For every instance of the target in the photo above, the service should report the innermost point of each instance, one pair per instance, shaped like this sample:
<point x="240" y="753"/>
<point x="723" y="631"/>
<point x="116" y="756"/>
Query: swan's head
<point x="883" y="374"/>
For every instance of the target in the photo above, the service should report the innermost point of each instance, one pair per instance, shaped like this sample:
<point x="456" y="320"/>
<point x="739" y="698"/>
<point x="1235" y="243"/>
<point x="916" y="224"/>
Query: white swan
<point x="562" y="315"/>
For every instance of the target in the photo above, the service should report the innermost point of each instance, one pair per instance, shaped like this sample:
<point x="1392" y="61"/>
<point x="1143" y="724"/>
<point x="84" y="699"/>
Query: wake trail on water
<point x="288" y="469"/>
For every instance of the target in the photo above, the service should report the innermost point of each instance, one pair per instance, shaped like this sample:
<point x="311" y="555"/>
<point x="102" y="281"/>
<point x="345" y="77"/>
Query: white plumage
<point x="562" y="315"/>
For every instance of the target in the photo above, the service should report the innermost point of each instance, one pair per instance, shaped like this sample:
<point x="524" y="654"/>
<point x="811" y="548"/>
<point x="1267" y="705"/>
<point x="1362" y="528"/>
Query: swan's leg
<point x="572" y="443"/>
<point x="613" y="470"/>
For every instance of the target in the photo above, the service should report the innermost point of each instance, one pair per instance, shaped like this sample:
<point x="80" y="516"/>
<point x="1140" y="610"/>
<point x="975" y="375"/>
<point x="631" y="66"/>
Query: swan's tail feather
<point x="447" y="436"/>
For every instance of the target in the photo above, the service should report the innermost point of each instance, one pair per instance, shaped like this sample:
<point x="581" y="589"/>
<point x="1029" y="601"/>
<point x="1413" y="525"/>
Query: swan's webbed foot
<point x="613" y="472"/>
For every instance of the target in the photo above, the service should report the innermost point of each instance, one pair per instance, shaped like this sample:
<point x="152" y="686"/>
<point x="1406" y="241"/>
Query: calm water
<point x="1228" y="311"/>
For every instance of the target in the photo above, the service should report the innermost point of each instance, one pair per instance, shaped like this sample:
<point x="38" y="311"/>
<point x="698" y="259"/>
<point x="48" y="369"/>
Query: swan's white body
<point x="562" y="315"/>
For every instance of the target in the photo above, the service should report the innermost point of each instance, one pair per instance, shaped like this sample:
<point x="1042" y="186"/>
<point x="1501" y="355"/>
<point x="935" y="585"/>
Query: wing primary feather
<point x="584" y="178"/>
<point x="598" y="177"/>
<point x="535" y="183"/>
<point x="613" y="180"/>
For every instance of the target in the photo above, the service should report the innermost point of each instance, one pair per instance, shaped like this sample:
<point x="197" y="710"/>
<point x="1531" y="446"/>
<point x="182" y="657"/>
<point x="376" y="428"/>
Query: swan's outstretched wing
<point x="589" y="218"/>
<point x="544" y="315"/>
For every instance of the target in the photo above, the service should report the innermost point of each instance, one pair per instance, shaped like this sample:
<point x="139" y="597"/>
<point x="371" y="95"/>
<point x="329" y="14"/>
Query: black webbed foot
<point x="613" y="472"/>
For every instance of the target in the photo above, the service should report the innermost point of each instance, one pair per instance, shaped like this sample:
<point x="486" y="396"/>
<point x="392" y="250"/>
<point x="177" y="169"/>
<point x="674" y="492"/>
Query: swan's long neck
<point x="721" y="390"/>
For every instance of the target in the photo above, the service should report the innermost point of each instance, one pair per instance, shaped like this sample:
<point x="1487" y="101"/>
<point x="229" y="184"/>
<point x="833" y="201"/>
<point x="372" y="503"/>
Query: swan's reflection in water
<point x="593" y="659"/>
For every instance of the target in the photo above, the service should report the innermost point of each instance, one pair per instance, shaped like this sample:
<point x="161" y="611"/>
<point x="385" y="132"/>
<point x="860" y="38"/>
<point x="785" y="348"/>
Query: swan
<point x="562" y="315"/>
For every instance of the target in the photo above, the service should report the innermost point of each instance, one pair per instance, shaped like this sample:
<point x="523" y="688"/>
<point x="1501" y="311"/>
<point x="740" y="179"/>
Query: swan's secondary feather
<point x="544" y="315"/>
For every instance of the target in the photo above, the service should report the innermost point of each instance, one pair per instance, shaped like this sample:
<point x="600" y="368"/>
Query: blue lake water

**WORK INSTRUCTION:**
Once you have read the records, repeat them all exactly.

**SOLUTION FOR THIS TASK:**
For every instance of the target in the photo above, the service should report the innermost point of each instance, one pair per instance, shaped like this sample:
<point x="240" y="753"/>
<point x="723" y="631"/>
<point x="116" y="756"/>
Query: swan's head
<point x="883" y="374"/>
For every instance of the target in the photo above, the service should report the innermost point of each instance, one pair per instance, shaped like this sample:
<point x="456" y="320"/>
<point x="739" y="698"/>
<point x="1235" y="243"/>
<point x="916" y="224"/>
Query: white swan
<point x="562" y="315"/>
For every instance of the target in the photo above, the service should report the innermost point of each instance, one pair per instance, shaped like this sample:
<point x="1392" y="61"/>
<point x="1143" y="724"/>
<point x="84" y="699"/>
Query: wake trail on water
<point x="288" y="469"/>
For every instance of the target in the photo above, the service should report the innermost point of each instance, one pair per instance, shaped like this sample:
<point x="311" y="555"/>
<point x="102" y="281"/>
<point x="345" y="77"/>
Query: white plumage
<point x="562" y="315"/>
For every instance of the target in the photo above, the service should report the innermost point of each instance, one pair per instance, shaped like this sample:
<point x="524" y="654"/>
<point x="811" y="548"/>
<point x="1267" y="705"/>
<point x="1362" y="528"/>
Query: swan's leg
<point x="572" y="443"/>
<point x="613" y="470"/>
For every instance of the target in the photo above, the service should report the innermost point of each instance, one pair per instance, shaped like this sample:
<point x="80" y="516"/>
<point x="1140" y="610"/>
<point x="975" y="375"/>
<point x="631" y="66"/>
Query: swan's tail feather
<point x="447" y="436"/>
For every instance of the target in the photo above, the service should report the innermost point of each instance, one pair per instance, shaped like this sample:
<point x="581" y="589"/>
<point x="1029" y="601"/>
<point x="1413" y="525"/>
Query: swan's webbed foot
<point x="613" y="472"/>
For every instance of the target in the photo above, the service should report the innermost point of each instance, one pair per instance, shaped like this sample:
<point x="152" y="686"/>
<point x="1406" y="241"/>
Query: calm water
<point x="1228" y="311"/>
For every instance of the target in the photo above, the service should report the innermost point of each instance, one pair per instance, shaped like this sample:
<point x="38" y="311"/>
<point x="698" y="259"/>
<point x="48" y="369"/>
Query: swan's white body
<point x="562" y="315"/>
For every instance of the target in the photo above, the service should report the innermost point of each instance, one pair per instance, shaped like this sample:
<point x="1042" y="186"/>
<point x="1501" y="355"/>
<point x="935" y="585"/>
Query: wing primary feather
<point x="584" y="178"/>
<point x="598" y="177"/>
<point x="535" y="183"/>
<point x="613" y="180"/>
For every instance of the target in the photo above, the service should report the innermost point of each instance, one pair per instance, shaped like this sample:
<point x="197" y="710"/>
<point x="1531" y="446"/>
<point x="182" y="657"/>
<point x="376" y="428"/>
Query: swan's outstretched wing
<point x="589" y="218"/>
<point x="544" y="315"/>
For every instance of the target in the photo above, the service should report the innermost point of each instance, one pair per instance, shaped like this sample:
<point x="139" y="597"/>
<point x="371" y="95"/>
<point x="329" y="14"/>
Query: black webbed foot
<point x="613" y="472"/>
For every instance of the target in the photo above, the service should report the innermost point of each instance, one pair per instance, shaped like this sample:
<point x="486" y="396"/>
<point x="392" y="250"/>
<point x="177" y="169"/>
<point x="674" y="492"/>
Query: swan's long neck
<point x="721" y="390"/>
For every instance of the target in the photo above, the service should report the innermost point of each instance, one pair per instance, shaped like this sample:
<point x="1487" y="101"/>
<point x="229" y="184"/>
<point x="833" y="201"/>
<point x="372" y="503"/>
Query: swan's reflection in water
<point x="593" y="659"/>
For every instance of the target in the photo above, the service should report the innermost point of each instance, one pair per instance, shaped like this sample:
<point x="161" y="611"/>
<point x="385" y="132"/>
<point x="860" y="38"/>
<point x="785" y="348"/>
Query: swan
<point x="562" y="315"/>
For every instance of the target in the photo above, the service should report the innermost point of each instance, one pair per instance, shaped like this sample:
<point x="523" y="688"/>
<point x="1501" y="311"/>
<point x="740" y="179"/>
Query: swan's secondary feather
<point x="544" y="315"/>
For every instance of the target in the photo above, the service should report the innermost point of each instance, one pair per instance, shaped like this sample:
<point x="600" y="368"/>
Query: blue lake water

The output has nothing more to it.